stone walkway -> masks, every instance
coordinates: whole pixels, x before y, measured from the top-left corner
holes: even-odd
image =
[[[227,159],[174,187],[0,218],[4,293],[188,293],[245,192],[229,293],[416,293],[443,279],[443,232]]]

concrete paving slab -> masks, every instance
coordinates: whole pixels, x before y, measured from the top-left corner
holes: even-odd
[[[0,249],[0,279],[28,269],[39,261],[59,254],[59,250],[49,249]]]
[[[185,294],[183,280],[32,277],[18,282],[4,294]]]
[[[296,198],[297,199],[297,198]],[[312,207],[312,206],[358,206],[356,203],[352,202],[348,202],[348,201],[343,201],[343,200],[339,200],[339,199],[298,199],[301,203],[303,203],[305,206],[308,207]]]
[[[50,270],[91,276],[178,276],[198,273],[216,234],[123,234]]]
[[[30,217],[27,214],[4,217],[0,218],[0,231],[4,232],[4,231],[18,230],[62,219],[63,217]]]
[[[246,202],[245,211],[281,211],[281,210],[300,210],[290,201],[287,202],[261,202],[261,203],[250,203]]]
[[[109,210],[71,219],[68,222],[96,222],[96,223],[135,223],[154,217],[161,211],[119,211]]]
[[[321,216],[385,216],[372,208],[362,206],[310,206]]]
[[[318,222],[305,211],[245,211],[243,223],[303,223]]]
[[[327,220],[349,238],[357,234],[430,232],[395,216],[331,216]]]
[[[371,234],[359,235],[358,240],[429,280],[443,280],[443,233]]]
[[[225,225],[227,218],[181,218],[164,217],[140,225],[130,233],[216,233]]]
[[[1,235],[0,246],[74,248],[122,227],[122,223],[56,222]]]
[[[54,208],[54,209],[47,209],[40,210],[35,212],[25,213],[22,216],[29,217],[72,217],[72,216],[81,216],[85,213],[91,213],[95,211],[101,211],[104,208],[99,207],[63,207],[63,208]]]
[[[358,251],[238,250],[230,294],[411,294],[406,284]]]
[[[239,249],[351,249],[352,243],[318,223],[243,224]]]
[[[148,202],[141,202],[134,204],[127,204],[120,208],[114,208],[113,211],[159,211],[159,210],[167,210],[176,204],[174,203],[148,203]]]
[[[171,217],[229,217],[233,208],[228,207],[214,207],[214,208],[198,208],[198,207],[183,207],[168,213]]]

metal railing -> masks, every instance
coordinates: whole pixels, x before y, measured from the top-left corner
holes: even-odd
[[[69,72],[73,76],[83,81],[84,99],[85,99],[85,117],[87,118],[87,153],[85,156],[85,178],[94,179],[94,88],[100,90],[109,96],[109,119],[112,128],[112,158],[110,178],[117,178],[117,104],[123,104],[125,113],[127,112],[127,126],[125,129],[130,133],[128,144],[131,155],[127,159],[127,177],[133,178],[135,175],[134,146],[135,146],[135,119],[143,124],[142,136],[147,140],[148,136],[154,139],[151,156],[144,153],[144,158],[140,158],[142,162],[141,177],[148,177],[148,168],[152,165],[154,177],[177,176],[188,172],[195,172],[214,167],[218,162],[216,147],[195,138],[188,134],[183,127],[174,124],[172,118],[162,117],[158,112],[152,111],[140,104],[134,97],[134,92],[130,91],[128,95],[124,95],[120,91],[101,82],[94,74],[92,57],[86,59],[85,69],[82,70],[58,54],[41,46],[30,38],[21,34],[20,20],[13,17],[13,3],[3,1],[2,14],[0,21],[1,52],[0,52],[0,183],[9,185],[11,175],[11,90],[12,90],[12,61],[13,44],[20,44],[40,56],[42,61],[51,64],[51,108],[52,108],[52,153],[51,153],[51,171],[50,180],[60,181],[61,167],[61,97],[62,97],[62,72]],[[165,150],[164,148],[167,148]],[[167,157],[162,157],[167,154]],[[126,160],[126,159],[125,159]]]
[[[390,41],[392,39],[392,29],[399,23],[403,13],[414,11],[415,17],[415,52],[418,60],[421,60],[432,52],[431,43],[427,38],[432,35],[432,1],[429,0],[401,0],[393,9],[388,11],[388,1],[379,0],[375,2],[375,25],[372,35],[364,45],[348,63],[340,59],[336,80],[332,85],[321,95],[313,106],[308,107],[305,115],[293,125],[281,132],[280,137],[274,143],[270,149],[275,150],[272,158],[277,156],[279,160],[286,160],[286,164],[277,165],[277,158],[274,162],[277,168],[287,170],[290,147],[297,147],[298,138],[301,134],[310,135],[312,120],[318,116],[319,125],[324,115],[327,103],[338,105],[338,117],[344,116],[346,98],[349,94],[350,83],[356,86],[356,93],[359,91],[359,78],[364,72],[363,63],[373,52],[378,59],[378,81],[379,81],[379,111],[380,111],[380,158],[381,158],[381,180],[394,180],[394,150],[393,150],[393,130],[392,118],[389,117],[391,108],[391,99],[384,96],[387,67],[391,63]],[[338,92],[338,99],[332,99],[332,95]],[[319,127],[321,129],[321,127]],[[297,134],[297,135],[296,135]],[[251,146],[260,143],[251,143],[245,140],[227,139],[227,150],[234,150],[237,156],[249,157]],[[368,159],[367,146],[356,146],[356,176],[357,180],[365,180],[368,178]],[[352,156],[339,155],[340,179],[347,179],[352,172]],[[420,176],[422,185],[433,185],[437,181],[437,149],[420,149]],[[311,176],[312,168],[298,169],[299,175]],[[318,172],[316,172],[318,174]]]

--

WHAT THE TASK ASKS → Please write out the entire listing above line for line, keeping every character unchanged.

RESULT →
stone walkway -> masks, every instance
coordinates: whole pixels, x before y, measured from the top-left corner
holes: even-odd
image =
[[[227,159],[174,187],[0,218],[4,293],[188,293],[245,192],[229,293],[416,293],[443,279],[443,232]]]

concrete paving slab -> masks, every instance
coordinates: whole pixels, x before y, measured from the top-left corner
holes: even-odd
[[[0,249],[0,279],[28,269],[39,261],[59,254],[59,250],[49,249]]]
[[[185,294],[183,280],[32,277],[18,282],[4,294]]]
[[[296,198],[297,199],[297,198]],[[312,207],[312,206],[358,206],[356,203],[352,202],[348,202],[348,201],[343,201],[343,200],[339,200],[339,199],[298,199],[301,203],[303,203],[305,206],[308,207]]]
[[[50,270],[91,276],[178,276],[198,273],[216,234],[123,234]]]
[[[30,217],[27,214],[4,217],[0,218],[0,231],[4,232],[4,231],[18,230],[62,219],[63,217]]]
[[[246,202],[245,211],[281,211],[281,210],[300,210],[290,201],[287,202],[261,202],[261,203],[250,203]]]
[[[109,210],[71,219],[68,222],[96,222],[96,223],[135,223],[154,217],[161,211],[119,211]]]
[[[321,216],[385,216],[372,208],[362,206],[310,206]]]
[[[318,222],[305,211],[245,211],[243,223],[303,223]]]
[[[327,220],[349,238],[357,234],[430,232],[395,216],[331,216]]]
[[[371,234],[359,235],[358,240],[429,280],[443,280],[443,233]]]
[[[225,225],[227,218],[181,218],[164,217],[140,225],[130,233],[216,233]]]
[[[1,235],[0,246],[74,248],[122,227],[122,223],[56,222]]]
[[[54,208],[54,209],[47,209],[40,210],[35,212],[25,213],[22,216],[29,217],[72,217],[72,216],[81,216],[85,213],[91,213],[95,211],[101,211],[104,208],[99,207],[63,207],[63,208]]]
[[[358,251],[238,250],[230,294],[411,294],[406,284]]]
[[[239,249],[351,249],[352,243],[318,223],[243,224]]]
[[[148,202],[141,202],[134,204],[127,204],[120,208],[114,208],[113,211],[159,211],[159,210],[167,210],[176,204],[174,203],[148,203]]]
[[[171,217],[229,217],[233,208],[228,207],[214,207],[214,208],[198,208],[198,207],[183,207],[168,213]]]

metal railing -> masks, every instance
coordinates: whole pixels, x before y, measured from the top-left corner
holes: even-odd
[[[69,72],[73,76],[83,81],[84,99],[85,99],[85,117],[87,118],[87,153],[85,156],[85,178],[94,179],[94,88],[100,90],[109,96],[109,119],[112,128],[112,158],[110,178],[117,178],[117,104],[123,104],[125,113],[127,112],[127,126],[125,129],[130,133],[128,144],[131,155],[127,159],[127,177],[133,178],[135,175],[134,146],[135,146],[135,119],[143,124],[142,136],[147,140],[148,136],[154,139],[151,156],[144,153],[144,158],[140,158],[142,162],[141,177],[148,177],[148,168],[152,165],[154,177],[177,176],[188,172],[195,172],[214,167],[218,162],[216,147],[195,138],[188,134],[183,127],[174,124],[172,118],[162,117],[158,112],[152,111],[140,104],[134,97],[134,92],[130,91],[128,95],[124,95],[120,91],[101,82],[94,74],[92,57],[86,59],[85,69],[82,70],[58,54],[41,46],[30,38],[21,34],[20,20],[13,17],[13,3],[3,1],[2,14],[0,21],[1,52],[0,52],[0,183],[9,185],[11,175],[11,90],[12,90],[12,61],[13,44],[20,44],[40,56],[42,61],[51,64],[51,108],[52,108],[52,153],[51,153],[51,171],[50,180],[60,181],[61,167],[61,97],[62,97],[62,72]],[[165,150],[164,148],[167,148]],[[167,157],[162,157],[167,154]],[[126,160],[126,159],[125,159]]]
[[[390,41],[392,39],[392,29],[399,23],[403,13],[414,11],[415,17],[415,52],[418,60],[421,60],[432,52],[431,43],[427,38],[432,35],[432,1],[429,0],[401,0],[393,9],[388,11],[388,1],[379,0],[375,2],[375,25],[372,35],[364,45],[348,63],[340,59],[336,80],[332,85],[321,95],[313,106],[308,107],[305,115],[293,125],[281,132],[280,137],[274,143],[270,149],[275,150],[272,158],[277,156],[279,160],[286,160],[286,164],[277,165],[277,158],[274,162],[277,168],[287,170],[290,147],[297,147],[298,138],[301,134],[310,135],[312,120],[318,116],[319,125],[324,115],[327,103],[338,105],[338,117],[344,116],[346,98],[349,94],[350,83],[356,86],[356,93],[359,91],[359,78],[364,72],[363,63],[373,52],[378,59],[378,81],[379,81],[379,111],[380,111],[380,158],[381,158],[381,180],[394,180],[394,150],[393,150],[393,130],[392,118],[389,117],[391,108],[391,99],[384,96],[387,67],[391,63]],[[338,92],[338,99],[332,99],[332,95]],[[319,127],[321,129],[321,127]],[[297,134],[297,135],[296,135]],[[251,146],[260,143],[251,143],[245,140],[227,139],[227,150],[234,150],[237,156],[249,157]],[[368,159],[367,146],[356,146],[356,176],[357,180],[365,180],[368,178]],[[352,156],[339,155],[340,179],[347,179],[352,172]],[[420,176],[422,185],[433,185],[437,181],[437,149],[420,149]],[[311,176],[312,168],[298,169],[299,175]],[[318,172],[316,172],[318,174]]]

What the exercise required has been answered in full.